In the passage below on the open market sales agreement, how much remained available under the Amended Sale Agreement as of March 31, 2020?

**QUOTED PASSAGE**.
§
Open Market Sales Agreement

In December 2018, the Company entered into an Open Market Sale Agreement with Jefferies LLC (“Jefferies”) (the “Sale Agreement”), under which it could issue and sell common shares, from time to time, for an aggregate sales price of up to $50.0 million. For the three months ended March 31, 2019, the Company issued 614,401 common shares pursuant to the Sale Agreement resulting in net proceeds of approximately $2.7 million.

In December 2019, the Company entered into an amendment to the Sale Agreement with Jefferies (the “Amended Sale Agreement”) in connection with the filing of a new shelf registration statement on Form S-3 (File No. 333-235674), filed with the SEC on December 23, 2019 (the “New Shelf Registration Statement”). The amendment revised the original Sale Agreement to reflect that the Company may sell its common shares, without par value, from time to time, for an aggregate sales price of up to $50.0 million, under the New Shelf Registration Statement. During the three months ended March 31, 2020, the Company issued 4,147,081 common shares pursuant to the Sale Agreement and the Amended Sale Agreement, resulting in net proceeds of approximately $12.3 million. As of March 31, 2020, the Company had approximately $42.7 million remaining available under the Amended Sale Agreement.

Stock-based compensation

The table below summarizes information about the Company’s stock based compensation for the three months ended March 31, 2020 and 2019 and the expense recognized in the condensed consolidated statements of operations:
 
Three Months Ended March 31, 2020
 
Three Months Ended March 31, 2019
 
(in thousands, except share and per share data)
§
[Records of labeled boxes]
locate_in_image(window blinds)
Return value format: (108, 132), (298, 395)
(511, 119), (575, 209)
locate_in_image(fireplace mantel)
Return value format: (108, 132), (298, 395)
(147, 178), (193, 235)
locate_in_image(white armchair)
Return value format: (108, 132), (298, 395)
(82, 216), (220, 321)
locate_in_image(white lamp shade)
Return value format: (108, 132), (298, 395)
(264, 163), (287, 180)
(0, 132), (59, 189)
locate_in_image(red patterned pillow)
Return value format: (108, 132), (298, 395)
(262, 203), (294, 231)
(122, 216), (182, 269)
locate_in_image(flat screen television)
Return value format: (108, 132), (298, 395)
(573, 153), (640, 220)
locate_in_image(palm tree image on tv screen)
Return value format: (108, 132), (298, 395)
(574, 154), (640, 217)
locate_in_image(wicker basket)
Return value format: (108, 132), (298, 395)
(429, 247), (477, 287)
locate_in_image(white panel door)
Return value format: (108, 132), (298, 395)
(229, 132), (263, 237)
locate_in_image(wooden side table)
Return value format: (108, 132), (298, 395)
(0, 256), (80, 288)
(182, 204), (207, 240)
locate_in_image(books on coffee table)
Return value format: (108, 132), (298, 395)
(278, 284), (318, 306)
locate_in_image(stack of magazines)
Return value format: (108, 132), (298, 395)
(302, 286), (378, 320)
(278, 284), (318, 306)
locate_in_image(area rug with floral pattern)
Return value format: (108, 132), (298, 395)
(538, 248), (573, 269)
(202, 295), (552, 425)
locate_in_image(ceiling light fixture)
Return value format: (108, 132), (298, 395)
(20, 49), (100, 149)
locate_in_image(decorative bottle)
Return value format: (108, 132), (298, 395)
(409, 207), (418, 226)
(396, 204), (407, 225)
§
**EXPECTED ANSWER**. Approximately $42.7 million.